Goal of the exercise
Will you quote precisely the lines that run from the top of the material below to the line containing "positive clicks: (774, 1069) (755, 1057)", both ends included?

Source material
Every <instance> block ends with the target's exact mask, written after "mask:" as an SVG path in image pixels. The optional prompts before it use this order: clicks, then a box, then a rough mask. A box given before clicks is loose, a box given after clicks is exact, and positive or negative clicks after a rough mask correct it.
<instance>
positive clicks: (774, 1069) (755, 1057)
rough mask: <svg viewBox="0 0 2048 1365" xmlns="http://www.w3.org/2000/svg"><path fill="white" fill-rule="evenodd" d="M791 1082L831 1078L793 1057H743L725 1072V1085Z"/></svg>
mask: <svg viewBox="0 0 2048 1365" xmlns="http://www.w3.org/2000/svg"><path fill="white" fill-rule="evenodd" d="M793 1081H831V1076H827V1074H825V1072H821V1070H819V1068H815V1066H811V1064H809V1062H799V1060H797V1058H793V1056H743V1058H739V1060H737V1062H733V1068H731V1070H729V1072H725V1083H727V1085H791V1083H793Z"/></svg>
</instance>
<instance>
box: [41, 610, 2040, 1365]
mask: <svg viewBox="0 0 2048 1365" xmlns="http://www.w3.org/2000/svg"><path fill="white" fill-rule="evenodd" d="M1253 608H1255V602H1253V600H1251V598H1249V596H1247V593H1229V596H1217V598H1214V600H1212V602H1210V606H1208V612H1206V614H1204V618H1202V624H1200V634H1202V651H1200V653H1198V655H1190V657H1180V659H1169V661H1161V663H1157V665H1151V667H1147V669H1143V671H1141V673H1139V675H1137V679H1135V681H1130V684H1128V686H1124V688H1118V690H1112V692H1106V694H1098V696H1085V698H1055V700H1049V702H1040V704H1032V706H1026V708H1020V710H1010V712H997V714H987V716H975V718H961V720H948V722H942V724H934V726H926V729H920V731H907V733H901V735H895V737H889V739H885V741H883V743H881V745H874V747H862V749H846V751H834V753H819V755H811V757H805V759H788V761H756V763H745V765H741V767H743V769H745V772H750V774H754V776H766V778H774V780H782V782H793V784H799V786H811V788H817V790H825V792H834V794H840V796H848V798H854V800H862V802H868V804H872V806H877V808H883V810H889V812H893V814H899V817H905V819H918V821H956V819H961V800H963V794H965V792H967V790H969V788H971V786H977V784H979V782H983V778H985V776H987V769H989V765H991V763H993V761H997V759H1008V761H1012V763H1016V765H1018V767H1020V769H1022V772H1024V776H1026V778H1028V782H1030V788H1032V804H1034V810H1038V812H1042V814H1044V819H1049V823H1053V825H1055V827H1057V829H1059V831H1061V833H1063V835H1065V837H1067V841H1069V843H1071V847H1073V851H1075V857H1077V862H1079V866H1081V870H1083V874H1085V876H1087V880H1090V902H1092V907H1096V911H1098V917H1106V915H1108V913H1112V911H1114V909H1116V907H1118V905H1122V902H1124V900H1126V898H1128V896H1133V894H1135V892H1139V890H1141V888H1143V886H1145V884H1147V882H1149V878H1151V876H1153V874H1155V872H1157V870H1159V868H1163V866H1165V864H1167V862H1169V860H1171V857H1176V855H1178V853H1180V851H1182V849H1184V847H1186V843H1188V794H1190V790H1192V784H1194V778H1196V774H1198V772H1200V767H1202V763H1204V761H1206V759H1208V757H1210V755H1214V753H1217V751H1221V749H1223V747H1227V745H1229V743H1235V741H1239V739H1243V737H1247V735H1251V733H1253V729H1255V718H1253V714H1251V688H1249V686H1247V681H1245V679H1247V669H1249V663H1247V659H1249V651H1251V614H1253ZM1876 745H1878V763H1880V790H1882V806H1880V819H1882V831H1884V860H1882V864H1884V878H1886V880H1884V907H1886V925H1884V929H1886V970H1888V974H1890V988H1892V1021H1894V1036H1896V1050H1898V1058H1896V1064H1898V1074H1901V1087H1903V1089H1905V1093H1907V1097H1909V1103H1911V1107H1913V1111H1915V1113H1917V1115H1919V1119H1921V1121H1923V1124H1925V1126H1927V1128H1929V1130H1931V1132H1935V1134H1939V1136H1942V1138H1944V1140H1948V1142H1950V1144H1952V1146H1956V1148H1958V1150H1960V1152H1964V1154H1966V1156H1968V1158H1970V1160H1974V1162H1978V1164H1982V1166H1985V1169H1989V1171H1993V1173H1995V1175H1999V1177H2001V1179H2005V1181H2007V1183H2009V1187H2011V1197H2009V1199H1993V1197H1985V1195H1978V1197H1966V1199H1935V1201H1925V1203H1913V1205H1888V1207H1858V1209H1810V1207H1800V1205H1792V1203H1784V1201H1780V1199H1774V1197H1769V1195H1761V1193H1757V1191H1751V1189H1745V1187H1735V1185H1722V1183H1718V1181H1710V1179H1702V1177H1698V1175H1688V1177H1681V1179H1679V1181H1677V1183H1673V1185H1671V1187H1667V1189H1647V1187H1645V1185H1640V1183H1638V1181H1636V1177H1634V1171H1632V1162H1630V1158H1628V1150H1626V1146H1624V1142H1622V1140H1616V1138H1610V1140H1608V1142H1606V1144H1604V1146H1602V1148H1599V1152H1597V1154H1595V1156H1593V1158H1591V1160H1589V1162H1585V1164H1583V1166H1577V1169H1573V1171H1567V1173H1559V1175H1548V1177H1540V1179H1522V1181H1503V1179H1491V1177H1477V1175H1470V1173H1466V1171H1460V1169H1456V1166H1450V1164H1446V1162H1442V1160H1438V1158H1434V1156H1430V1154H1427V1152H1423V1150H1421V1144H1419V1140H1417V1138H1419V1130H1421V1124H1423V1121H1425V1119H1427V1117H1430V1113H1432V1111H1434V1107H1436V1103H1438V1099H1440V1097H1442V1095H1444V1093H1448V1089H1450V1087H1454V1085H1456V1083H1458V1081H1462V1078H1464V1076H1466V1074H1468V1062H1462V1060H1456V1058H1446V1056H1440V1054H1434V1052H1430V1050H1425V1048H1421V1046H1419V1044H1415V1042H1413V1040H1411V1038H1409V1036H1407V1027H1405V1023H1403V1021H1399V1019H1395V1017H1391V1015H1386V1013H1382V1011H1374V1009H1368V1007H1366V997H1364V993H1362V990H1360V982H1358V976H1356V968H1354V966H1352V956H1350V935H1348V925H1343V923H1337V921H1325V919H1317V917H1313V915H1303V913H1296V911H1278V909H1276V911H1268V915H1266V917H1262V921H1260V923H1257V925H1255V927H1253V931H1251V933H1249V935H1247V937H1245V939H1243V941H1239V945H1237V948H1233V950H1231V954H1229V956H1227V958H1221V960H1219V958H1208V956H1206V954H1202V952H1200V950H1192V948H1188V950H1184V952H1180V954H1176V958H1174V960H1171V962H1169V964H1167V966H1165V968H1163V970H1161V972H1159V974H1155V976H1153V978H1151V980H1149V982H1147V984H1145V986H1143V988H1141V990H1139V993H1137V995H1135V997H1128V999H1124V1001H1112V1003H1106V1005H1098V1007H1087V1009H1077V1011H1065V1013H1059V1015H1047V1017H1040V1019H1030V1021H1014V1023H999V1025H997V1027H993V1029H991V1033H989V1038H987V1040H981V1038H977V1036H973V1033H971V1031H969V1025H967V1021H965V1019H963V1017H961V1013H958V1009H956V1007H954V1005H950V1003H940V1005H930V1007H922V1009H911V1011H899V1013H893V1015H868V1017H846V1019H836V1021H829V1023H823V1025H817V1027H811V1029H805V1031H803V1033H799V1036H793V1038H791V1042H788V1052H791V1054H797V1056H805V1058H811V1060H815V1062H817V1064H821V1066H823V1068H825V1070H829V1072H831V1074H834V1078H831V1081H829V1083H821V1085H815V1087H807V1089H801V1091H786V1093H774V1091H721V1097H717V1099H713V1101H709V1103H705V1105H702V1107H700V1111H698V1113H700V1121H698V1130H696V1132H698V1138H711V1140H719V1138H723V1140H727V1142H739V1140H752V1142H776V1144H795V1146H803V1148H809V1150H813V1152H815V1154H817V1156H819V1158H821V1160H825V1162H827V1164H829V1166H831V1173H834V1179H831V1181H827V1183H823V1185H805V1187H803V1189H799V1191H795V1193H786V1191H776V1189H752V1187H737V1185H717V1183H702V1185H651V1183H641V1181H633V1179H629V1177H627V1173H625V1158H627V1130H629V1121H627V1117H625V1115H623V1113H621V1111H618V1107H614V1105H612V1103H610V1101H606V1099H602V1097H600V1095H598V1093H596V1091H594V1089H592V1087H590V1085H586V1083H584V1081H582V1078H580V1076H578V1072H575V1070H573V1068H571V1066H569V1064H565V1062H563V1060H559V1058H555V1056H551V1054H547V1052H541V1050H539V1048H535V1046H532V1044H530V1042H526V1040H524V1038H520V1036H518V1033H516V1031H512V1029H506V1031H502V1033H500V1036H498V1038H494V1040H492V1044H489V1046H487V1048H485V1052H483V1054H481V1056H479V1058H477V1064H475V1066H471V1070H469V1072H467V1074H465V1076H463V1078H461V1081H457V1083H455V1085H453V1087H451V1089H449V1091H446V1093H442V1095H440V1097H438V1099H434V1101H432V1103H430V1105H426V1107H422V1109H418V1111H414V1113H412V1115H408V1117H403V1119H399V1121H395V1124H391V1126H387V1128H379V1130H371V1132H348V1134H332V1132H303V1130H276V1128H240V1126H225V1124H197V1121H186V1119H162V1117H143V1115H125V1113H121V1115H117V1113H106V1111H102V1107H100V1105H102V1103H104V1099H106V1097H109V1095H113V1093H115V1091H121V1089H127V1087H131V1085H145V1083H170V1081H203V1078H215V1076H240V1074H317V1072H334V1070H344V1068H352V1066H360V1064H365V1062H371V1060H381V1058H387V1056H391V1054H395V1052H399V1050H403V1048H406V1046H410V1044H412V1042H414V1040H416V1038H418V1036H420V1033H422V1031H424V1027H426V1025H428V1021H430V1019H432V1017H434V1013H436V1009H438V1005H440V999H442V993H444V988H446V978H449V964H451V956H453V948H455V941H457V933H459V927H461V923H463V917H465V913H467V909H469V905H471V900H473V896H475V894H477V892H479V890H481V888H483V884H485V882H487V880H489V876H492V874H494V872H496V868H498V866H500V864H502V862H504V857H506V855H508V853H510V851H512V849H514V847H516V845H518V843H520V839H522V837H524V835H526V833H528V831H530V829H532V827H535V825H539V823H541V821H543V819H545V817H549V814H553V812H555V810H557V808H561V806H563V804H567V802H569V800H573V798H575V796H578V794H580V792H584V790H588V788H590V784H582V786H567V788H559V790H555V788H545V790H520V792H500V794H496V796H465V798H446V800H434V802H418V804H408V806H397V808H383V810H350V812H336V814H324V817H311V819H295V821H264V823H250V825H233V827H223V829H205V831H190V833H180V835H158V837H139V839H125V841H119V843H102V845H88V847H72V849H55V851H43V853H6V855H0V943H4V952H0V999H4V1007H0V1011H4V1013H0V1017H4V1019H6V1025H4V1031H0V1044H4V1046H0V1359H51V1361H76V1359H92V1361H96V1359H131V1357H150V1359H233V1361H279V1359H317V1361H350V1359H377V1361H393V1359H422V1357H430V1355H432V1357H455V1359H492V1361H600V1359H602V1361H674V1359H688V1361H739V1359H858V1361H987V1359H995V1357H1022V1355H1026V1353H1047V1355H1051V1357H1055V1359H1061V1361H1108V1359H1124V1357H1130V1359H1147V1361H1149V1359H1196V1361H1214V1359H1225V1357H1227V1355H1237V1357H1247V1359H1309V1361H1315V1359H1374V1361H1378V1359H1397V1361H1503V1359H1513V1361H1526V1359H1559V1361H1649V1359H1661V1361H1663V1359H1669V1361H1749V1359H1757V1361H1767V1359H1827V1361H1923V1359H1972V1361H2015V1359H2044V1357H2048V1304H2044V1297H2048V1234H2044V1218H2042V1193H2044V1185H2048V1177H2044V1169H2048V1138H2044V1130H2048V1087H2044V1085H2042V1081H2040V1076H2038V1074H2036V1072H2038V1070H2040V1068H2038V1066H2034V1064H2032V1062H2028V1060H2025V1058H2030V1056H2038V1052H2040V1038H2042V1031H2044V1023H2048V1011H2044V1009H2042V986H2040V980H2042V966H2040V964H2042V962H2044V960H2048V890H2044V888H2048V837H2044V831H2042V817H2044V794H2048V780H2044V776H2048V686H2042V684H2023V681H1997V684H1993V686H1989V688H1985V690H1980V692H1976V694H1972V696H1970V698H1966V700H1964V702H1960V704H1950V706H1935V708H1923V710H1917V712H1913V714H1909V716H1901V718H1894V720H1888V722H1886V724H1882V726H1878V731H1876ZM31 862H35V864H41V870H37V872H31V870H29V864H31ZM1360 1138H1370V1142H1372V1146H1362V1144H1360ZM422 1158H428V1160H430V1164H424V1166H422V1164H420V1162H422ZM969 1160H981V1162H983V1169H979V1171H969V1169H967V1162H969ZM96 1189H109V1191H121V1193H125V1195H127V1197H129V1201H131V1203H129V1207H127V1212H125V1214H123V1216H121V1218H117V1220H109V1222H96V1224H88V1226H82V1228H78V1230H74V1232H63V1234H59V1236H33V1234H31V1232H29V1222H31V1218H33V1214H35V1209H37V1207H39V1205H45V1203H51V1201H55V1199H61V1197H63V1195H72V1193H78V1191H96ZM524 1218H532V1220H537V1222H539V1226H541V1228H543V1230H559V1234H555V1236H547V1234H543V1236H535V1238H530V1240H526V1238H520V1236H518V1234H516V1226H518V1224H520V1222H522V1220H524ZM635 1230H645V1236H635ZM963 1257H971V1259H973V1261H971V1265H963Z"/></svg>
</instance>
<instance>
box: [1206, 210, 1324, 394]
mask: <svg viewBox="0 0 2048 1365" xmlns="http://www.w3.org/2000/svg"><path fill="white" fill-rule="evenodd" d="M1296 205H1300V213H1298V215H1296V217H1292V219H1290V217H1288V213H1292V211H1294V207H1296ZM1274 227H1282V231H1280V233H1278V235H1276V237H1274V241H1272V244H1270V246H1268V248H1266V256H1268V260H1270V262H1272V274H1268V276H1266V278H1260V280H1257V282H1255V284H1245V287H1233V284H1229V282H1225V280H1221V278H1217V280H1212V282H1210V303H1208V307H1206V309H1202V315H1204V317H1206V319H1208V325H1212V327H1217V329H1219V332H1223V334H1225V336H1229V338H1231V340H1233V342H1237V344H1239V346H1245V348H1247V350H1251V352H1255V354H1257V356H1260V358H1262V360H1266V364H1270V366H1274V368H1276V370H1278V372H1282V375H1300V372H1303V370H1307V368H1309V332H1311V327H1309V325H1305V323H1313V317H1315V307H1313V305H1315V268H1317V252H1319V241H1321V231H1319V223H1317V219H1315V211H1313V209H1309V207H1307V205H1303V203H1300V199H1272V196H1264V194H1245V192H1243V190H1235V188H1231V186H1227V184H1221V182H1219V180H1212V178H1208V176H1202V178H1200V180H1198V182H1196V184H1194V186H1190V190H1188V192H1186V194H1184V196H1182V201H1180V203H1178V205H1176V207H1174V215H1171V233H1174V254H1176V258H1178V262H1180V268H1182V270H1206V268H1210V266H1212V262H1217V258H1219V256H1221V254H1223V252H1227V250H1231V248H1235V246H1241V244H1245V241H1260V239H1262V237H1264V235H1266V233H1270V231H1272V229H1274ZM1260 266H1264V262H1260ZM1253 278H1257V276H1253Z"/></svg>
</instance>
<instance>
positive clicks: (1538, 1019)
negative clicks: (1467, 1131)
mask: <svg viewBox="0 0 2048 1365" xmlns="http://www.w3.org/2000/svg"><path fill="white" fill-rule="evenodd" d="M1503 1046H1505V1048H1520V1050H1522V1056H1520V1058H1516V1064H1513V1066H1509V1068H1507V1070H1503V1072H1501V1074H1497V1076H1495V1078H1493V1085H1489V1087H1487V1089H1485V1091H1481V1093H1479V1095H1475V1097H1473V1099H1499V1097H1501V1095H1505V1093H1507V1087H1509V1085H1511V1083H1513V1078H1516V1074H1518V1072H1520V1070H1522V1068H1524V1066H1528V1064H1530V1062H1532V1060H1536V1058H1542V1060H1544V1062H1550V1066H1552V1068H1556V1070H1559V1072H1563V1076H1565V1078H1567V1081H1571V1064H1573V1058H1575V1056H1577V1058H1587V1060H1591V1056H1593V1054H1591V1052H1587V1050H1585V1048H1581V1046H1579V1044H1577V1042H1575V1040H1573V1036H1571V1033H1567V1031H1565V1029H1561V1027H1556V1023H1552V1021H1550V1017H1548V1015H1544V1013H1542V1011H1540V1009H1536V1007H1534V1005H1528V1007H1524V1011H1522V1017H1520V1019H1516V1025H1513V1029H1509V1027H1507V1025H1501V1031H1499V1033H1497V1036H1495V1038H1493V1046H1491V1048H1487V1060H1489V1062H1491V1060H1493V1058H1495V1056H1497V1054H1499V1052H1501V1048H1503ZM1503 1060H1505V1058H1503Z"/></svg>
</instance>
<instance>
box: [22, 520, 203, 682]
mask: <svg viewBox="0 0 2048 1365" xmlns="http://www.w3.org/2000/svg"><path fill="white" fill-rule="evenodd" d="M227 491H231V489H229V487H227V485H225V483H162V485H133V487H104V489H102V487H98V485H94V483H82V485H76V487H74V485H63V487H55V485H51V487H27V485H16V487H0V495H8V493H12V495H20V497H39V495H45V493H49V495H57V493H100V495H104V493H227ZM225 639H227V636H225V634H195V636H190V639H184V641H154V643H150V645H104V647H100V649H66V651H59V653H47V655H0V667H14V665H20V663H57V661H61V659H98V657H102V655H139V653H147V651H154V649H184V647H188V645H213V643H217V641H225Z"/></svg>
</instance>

Response area
Every <instance> block ends with the target's exact mask, written after "mask:" as an SVG path in image pixels. The optional prompts before it use this order: clicks, then a box, then a rough mask. A box given before clicks is loose, a box given after clicks is exact, and positive or negative clicks after a rough mask correct it.
<instance>
positive clicks: (774, 1069) (755, 1057)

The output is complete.